▶ **Aim of the exercise**: Reproduce everything in the records below, from the line containing "Q: Point out the curved" down through the last line, with no changes.

▶ **Material**:
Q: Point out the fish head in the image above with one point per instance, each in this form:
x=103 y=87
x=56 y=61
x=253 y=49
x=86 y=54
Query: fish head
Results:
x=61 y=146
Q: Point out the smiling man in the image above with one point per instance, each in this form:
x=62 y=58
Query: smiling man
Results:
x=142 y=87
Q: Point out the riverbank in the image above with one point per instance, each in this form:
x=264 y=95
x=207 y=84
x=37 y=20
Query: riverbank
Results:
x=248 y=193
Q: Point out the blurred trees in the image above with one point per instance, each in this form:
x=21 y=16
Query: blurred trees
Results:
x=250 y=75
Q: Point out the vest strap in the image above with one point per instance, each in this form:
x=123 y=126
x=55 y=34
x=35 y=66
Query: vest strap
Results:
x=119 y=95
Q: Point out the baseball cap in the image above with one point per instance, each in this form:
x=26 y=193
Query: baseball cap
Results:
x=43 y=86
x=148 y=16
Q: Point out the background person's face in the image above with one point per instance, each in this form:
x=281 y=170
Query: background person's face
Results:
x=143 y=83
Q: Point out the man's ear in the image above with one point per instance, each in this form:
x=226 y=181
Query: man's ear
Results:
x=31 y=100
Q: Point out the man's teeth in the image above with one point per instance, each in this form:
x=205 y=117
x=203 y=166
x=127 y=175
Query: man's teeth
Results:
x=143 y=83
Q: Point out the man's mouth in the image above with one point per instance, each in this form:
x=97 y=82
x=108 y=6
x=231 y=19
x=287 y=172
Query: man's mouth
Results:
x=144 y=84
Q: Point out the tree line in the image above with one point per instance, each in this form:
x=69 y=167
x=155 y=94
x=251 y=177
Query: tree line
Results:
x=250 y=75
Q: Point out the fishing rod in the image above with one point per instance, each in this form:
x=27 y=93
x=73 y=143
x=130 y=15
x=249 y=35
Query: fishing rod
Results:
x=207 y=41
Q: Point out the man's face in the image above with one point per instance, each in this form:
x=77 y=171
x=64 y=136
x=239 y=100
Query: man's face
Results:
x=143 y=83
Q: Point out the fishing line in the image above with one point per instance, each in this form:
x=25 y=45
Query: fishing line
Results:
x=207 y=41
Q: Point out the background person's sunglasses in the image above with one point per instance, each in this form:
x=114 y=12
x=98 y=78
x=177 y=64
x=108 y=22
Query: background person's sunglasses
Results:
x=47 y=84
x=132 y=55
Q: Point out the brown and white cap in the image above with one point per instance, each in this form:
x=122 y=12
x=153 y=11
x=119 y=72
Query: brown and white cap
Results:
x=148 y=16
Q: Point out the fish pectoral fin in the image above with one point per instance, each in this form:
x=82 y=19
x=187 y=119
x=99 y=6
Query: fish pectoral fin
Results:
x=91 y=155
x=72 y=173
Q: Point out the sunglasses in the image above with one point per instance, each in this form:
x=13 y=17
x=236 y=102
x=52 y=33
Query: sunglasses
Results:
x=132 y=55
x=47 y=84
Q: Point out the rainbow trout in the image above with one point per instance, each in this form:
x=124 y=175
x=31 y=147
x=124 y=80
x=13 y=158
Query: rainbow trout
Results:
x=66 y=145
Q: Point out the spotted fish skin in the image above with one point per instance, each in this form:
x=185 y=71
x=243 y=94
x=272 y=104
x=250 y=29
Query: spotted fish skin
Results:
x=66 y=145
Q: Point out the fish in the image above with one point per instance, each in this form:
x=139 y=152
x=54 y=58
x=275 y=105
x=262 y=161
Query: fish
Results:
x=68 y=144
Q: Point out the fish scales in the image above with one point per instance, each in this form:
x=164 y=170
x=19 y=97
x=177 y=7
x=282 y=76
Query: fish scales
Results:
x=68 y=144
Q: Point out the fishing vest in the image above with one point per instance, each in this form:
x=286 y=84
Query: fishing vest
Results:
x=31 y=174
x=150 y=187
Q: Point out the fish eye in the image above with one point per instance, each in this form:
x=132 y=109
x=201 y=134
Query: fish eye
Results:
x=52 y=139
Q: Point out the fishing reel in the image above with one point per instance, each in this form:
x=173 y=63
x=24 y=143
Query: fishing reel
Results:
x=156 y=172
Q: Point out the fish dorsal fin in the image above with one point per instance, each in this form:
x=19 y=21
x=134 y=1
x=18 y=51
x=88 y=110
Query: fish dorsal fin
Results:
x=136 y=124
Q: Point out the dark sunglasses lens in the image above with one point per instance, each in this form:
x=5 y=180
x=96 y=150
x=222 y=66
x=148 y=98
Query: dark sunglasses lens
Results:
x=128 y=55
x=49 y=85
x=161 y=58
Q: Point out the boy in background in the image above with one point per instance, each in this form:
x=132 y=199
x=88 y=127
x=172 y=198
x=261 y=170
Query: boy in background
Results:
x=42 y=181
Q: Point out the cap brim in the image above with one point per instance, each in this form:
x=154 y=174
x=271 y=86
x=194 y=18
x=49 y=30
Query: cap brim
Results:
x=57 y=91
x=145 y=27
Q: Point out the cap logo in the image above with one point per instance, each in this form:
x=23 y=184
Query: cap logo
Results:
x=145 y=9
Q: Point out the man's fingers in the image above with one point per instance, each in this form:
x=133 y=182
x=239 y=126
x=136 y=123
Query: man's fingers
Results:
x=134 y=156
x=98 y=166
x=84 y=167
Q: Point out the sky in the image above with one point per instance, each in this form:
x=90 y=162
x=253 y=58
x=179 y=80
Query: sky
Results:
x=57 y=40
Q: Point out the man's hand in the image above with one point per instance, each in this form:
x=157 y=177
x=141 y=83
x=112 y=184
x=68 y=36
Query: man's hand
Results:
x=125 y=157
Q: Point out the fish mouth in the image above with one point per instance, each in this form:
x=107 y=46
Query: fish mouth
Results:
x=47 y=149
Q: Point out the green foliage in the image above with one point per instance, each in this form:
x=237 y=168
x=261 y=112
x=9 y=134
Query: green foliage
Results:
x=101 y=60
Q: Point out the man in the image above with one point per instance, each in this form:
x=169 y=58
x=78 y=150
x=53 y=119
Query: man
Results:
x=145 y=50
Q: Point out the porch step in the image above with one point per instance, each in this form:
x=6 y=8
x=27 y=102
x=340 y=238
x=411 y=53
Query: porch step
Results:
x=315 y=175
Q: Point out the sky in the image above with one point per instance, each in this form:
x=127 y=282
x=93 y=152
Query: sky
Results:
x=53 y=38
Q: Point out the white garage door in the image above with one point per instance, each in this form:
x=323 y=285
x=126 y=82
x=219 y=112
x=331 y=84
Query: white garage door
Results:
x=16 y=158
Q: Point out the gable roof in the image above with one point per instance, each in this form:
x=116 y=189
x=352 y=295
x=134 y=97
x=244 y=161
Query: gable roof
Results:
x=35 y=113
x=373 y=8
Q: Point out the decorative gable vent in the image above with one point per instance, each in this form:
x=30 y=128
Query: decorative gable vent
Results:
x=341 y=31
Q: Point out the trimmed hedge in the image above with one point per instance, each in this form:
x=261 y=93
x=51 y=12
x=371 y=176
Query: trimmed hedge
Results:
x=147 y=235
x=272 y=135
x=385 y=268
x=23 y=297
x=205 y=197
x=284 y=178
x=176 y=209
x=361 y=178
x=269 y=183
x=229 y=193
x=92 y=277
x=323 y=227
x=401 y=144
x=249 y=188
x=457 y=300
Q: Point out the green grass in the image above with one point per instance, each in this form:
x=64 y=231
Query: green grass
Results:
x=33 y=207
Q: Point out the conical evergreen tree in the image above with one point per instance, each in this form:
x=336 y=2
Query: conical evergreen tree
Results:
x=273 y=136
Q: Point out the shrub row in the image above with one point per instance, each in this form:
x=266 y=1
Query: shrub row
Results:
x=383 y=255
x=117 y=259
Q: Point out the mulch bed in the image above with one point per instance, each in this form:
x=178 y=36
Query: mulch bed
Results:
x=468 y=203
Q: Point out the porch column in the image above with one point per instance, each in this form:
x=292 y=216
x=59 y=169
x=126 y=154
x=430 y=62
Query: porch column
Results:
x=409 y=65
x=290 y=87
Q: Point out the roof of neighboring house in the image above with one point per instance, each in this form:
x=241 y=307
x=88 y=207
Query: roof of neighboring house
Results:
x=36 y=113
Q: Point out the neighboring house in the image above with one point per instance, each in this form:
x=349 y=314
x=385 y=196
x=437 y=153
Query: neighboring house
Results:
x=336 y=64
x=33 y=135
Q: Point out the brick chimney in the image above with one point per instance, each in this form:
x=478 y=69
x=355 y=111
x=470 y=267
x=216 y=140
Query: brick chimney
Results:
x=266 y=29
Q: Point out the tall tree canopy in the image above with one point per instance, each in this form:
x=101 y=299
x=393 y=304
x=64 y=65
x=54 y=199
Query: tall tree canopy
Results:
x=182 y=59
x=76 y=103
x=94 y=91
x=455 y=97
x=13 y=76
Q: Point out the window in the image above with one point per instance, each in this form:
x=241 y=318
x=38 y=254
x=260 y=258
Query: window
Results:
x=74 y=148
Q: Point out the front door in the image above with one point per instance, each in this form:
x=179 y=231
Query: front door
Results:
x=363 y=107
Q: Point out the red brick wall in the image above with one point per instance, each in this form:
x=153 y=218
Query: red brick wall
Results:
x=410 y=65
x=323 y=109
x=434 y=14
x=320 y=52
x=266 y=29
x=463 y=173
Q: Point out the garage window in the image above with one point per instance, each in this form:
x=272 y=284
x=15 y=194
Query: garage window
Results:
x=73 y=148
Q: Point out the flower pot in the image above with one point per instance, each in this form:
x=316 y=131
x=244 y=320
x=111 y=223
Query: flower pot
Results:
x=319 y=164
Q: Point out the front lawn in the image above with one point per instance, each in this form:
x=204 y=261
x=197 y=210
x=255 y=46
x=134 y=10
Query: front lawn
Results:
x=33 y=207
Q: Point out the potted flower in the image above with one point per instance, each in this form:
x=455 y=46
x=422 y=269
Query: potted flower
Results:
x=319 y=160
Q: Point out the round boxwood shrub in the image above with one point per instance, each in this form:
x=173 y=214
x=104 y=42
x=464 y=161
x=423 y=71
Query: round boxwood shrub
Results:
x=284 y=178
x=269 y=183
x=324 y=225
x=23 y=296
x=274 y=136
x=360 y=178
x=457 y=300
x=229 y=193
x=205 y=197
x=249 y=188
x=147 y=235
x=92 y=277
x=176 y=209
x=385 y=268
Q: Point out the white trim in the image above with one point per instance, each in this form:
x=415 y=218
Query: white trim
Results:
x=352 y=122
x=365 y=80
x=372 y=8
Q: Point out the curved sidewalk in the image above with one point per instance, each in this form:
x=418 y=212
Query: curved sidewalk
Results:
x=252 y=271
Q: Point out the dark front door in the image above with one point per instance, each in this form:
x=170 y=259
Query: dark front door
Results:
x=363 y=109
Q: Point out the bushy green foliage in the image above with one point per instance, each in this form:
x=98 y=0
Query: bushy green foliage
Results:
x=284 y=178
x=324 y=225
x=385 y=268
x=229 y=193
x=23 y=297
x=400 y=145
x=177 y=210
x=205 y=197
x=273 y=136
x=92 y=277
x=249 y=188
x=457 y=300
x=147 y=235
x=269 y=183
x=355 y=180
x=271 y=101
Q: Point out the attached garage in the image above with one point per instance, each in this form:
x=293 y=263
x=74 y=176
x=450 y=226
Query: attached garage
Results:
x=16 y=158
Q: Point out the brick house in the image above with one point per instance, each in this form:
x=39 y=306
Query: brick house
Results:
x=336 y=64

▶ **Output for this task**:
Q: Point out the curved sidewalk in the image above with one point per instance, each in this form:
x=418 y=212
Query: curved sidewalk
Results:
x=252 y=271
Q: Point out the dark front door in the image above with one point per instance, each in this form:
x=170 y=259
Query: dark front door
Results:
x=363 y=109
Q: Point out the bushy green foliage in the image above with one point per instance, each in this form:
x=98 y=0
Query: bushy green foliage
Results:
x=284 y=178
x=324 y=225
x=385 y=268
x=229 y=193
x=23 y=297
x=400 y=145
x=177 y=210
x=205 y=197
x=273 y=136
x=92 y=277
x=249 y=188
x=457 y=300
x=147 y=235
x=269 y=183
x=355 y=180
x=271 y=101
Q: Point out the attached garage in the image above with one point per instance, each in this form:
x=293 y=263
x=74 y=176
x=450 y=226
Query: attached garage
Results:
x=16 y=158
Q: Point out the brick house in the image above with one point per instance, each in this form:
x=39 y=306
Query: brick house
Results:
x=336 y=64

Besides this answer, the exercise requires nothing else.